§ Required work: Give a verbatim repeat of the lines that run from the line containing "fixture in the photo above." to the end of the data below.
********************
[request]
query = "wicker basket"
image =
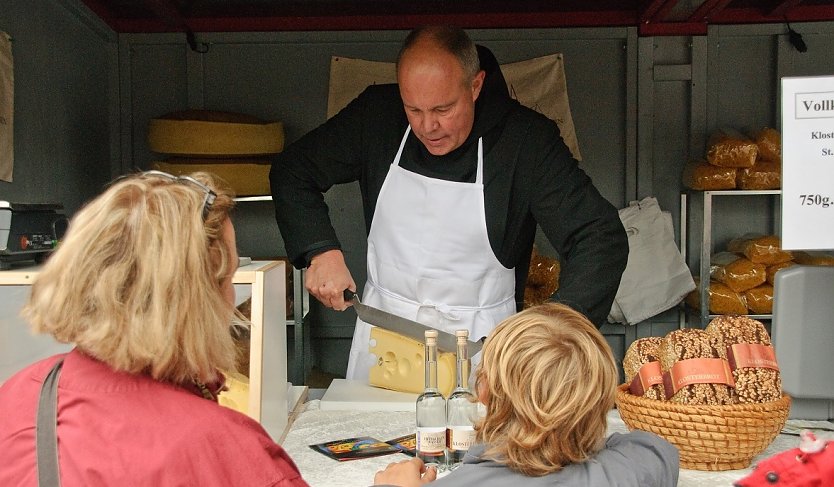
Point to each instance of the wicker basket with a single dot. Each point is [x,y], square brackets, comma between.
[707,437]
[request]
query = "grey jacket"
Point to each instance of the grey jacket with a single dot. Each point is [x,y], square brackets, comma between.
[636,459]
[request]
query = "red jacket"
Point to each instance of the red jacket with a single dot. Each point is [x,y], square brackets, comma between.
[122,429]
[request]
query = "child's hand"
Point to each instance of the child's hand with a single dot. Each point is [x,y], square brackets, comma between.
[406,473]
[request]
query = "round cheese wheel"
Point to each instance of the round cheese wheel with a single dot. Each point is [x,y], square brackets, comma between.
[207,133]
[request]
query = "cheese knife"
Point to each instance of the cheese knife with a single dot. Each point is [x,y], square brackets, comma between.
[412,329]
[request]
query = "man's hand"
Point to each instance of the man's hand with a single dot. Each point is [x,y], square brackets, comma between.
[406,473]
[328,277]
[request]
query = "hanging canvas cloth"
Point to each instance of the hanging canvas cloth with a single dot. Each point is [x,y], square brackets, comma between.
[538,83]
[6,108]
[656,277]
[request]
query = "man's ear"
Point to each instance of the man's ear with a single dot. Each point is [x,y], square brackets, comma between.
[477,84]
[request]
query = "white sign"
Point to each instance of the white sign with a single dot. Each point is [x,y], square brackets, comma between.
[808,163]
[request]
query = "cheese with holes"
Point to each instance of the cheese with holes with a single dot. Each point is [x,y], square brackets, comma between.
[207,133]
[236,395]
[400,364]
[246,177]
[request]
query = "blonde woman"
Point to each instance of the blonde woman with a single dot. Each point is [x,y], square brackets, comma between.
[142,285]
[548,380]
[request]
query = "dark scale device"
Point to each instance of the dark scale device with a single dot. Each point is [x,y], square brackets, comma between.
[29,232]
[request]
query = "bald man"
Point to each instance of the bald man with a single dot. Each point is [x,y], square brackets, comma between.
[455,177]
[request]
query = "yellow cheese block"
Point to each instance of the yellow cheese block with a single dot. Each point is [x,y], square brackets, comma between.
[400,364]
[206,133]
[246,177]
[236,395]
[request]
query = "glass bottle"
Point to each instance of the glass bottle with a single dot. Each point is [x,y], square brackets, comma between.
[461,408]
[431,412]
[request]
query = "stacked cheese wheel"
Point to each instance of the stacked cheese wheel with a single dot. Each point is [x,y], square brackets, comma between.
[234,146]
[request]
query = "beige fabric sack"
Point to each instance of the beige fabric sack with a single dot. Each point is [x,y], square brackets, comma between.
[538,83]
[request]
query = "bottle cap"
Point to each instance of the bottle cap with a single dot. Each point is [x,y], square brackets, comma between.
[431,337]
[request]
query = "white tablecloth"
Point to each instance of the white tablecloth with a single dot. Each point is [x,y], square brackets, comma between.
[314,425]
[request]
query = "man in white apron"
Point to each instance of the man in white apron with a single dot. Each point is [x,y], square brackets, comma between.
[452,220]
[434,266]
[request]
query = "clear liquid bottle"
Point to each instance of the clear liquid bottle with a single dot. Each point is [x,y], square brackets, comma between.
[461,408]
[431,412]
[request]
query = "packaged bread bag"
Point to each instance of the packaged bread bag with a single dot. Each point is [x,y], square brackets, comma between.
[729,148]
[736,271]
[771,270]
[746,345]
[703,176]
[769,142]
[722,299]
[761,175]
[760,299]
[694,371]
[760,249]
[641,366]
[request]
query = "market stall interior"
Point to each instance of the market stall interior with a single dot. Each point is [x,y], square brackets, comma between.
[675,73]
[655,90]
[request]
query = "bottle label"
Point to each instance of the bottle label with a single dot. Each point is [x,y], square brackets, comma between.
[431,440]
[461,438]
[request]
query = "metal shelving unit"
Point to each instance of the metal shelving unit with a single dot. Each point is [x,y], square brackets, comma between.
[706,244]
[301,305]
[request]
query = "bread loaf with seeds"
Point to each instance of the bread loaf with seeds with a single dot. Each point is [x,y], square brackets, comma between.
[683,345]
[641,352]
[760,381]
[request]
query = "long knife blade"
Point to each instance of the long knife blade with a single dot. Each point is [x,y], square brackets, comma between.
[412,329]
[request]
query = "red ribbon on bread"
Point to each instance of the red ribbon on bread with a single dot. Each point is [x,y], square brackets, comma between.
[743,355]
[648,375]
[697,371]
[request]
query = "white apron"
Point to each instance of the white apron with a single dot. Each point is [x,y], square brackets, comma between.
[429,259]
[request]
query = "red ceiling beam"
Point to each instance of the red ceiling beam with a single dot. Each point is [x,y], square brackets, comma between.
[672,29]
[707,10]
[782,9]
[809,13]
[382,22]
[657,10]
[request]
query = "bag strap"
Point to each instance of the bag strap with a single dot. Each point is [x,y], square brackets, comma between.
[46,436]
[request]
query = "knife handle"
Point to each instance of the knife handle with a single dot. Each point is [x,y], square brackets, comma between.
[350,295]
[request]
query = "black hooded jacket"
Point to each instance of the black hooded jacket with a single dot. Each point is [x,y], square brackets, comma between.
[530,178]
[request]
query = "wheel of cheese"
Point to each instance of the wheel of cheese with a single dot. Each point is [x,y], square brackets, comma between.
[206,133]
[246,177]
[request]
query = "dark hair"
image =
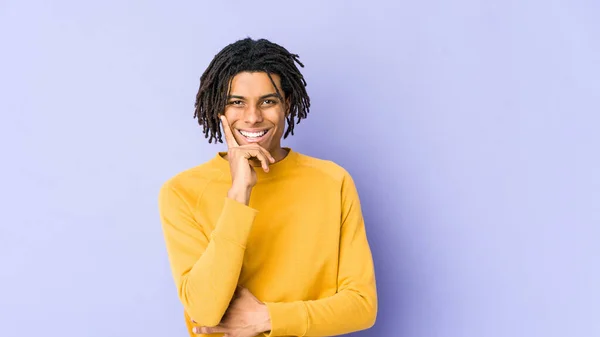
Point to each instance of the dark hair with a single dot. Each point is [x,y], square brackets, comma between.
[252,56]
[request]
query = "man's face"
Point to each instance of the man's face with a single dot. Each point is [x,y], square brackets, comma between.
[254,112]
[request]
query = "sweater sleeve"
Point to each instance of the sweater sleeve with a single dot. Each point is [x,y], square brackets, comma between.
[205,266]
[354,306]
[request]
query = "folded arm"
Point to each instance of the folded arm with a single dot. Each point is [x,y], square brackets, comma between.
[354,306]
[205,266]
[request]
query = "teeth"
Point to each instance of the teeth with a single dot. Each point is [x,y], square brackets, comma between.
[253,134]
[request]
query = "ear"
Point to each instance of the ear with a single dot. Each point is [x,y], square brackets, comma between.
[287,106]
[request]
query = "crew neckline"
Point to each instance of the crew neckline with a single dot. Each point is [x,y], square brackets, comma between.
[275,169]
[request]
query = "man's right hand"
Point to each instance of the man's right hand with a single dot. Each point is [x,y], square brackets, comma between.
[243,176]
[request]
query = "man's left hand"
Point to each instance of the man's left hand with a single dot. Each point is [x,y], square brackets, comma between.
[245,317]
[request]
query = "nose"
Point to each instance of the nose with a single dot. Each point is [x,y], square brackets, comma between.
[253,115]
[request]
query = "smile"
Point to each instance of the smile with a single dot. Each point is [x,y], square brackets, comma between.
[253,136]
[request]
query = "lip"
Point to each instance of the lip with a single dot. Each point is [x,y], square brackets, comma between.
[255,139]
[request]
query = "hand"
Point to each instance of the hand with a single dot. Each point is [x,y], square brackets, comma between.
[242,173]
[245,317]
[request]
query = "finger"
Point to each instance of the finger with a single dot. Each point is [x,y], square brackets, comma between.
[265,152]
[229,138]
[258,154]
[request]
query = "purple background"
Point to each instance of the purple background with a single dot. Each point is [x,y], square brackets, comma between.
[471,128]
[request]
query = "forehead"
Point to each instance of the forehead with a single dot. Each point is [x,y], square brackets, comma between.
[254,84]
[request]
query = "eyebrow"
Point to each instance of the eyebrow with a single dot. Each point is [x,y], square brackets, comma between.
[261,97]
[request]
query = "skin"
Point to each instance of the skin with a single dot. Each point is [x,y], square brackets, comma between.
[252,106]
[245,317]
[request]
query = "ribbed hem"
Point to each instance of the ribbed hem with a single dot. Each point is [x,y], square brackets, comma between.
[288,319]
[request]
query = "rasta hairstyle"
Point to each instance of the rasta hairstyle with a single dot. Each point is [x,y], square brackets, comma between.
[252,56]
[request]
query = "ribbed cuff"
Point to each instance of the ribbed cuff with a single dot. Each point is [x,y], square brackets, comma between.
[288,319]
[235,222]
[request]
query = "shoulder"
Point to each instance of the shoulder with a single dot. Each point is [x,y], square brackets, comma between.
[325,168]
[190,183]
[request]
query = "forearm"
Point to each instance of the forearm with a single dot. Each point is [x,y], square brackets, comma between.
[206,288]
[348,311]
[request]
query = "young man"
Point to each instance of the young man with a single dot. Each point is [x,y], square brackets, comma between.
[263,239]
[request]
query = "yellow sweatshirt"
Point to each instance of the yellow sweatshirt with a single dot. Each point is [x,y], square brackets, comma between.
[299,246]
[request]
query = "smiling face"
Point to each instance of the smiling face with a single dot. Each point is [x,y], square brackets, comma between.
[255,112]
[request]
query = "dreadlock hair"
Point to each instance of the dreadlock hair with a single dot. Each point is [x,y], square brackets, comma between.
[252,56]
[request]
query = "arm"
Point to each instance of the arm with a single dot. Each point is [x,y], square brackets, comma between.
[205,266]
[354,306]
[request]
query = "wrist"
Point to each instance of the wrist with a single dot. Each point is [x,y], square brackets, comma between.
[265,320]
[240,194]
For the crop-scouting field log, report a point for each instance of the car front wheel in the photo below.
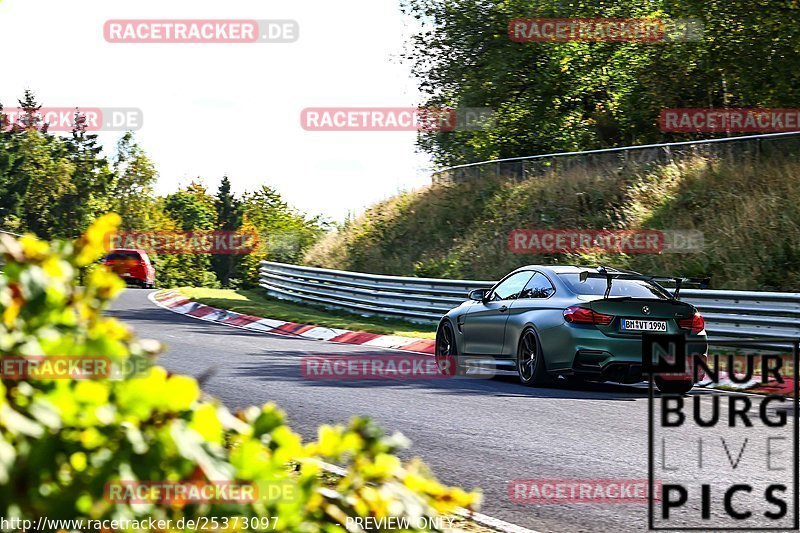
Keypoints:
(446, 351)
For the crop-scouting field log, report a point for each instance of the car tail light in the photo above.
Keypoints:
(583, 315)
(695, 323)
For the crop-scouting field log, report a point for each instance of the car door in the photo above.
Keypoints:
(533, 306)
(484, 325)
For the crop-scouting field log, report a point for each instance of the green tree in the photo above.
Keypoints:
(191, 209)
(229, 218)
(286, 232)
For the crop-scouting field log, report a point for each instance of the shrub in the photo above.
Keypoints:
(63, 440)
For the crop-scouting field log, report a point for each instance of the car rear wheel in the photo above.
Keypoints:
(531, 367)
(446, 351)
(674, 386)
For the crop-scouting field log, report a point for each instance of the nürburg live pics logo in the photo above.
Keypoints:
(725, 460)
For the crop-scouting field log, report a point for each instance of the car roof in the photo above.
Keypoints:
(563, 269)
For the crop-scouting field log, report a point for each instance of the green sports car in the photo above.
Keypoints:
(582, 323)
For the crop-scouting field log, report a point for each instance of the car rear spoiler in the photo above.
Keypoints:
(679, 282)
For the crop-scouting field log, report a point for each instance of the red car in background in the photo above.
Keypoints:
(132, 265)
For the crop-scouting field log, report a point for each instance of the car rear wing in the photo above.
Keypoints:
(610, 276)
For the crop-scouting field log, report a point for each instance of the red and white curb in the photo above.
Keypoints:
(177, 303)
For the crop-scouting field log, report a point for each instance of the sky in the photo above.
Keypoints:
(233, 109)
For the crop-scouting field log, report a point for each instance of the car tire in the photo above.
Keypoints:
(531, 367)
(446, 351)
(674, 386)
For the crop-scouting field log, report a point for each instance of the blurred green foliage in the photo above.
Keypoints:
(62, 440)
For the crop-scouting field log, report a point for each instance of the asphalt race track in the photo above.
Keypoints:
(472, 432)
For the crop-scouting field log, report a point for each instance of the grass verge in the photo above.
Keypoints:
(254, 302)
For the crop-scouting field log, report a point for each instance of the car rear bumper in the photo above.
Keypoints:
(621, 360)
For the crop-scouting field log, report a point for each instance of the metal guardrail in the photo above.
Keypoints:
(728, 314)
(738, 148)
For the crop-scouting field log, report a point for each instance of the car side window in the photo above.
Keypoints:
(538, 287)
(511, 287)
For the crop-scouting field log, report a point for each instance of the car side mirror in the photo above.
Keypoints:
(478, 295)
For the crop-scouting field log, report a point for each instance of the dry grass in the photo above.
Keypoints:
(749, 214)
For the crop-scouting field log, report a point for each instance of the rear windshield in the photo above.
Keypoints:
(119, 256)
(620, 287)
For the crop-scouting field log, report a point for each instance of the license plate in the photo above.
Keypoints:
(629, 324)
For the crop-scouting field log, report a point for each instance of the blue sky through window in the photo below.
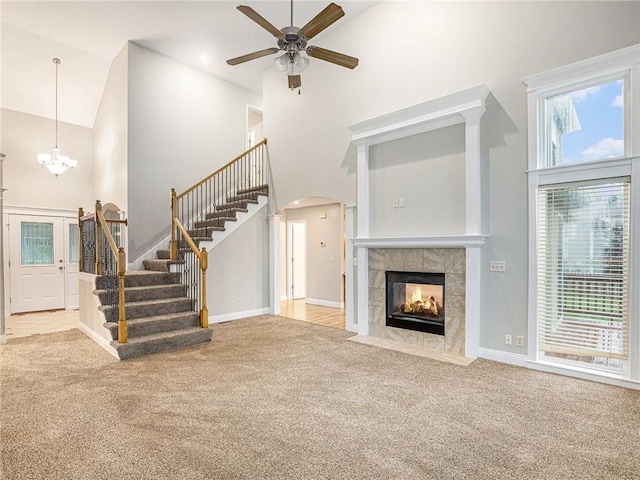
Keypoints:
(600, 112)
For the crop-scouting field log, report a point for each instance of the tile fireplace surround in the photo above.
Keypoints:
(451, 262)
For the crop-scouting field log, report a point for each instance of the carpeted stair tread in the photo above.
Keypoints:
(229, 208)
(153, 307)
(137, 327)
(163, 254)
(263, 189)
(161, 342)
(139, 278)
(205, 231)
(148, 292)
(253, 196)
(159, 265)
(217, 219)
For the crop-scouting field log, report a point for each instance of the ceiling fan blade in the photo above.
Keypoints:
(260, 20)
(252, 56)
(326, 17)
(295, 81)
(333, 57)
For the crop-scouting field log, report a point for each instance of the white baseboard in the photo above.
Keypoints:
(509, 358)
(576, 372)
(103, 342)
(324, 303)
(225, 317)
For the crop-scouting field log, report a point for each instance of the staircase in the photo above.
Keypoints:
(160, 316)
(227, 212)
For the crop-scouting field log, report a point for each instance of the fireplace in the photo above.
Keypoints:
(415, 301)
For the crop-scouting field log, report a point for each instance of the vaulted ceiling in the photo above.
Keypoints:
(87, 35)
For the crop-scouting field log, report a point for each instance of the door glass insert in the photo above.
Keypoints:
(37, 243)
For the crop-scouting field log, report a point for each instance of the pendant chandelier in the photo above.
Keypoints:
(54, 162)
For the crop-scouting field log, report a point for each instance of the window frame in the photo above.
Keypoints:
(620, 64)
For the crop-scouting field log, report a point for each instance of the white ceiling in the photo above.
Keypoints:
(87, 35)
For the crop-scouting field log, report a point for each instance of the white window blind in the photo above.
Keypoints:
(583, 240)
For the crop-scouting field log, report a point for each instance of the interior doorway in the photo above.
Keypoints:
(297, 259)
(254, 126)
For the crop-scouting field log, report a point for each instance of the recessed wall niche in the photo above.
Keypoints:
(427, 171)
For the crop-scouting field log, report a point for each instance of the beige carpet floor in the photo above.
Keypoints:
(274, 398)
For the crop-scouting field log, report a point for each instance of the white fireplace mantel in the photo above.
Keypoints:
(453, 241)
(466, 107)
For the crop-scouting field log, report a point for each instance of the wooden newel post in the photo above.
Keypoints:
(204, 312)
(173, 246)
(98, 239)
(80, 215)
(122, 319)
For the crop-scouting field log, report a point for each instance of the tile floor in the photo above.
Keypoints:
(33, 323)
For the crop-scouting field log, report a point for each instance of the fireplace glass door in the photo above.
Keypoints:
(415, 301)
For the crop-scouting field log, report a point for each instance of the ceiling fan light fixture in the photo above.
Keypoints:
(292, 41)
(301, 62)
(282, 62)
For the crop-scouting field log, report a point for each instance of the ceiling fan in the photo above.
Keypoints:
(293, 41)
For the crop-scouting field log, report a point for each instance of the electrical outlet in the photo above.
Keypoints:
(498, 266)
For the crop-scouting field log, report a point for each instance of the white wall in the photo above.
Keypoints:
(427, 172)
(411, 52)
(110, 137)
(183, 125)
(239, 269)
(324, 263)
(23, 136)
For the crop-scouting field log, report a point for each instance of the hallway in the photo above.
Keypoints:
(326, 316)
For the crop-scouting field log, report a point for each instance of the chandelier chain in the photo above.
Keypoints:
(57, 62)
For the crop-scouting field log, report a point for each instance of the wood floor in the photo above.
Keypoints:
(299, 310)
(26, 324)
********************
§ Reply to the task:
For the crop-scouting field log, report a point for each instance of the ceiling fan light fixture in the photo above.
Keypoints:
(292, 41)
(301, 62)
(282, 62)
For the crop-scouting field log, report a point for each instance of the ceiling fan in the photo above.
Keypoints:
(293, 41)
For the crop-scouting field log, report a point for each instance of the electrical outlet in the photo above.
Keypoints:
(498, 266)
For the crop-scouting field log, report a point for each instance of the white wall in the photo above.
Keypoints:
(427, 172)
(411, 52)
(110, 137)
(183, 125)
(239, 269)
(324, 263)
(23, 136)
For the crop-scouting field log, report a point for each instance of the hallway in the photo above.
Keypoints:
(326, 316)
For the crop-scouting field log, report a point for each instance of the chandelier chain in the photo above.
Keypoints:
(57, 62)
For the crop-scouting field log, report a point for each instance of the wood floor in the photo above.
Keypoints:
(299, 310)
(26, 324)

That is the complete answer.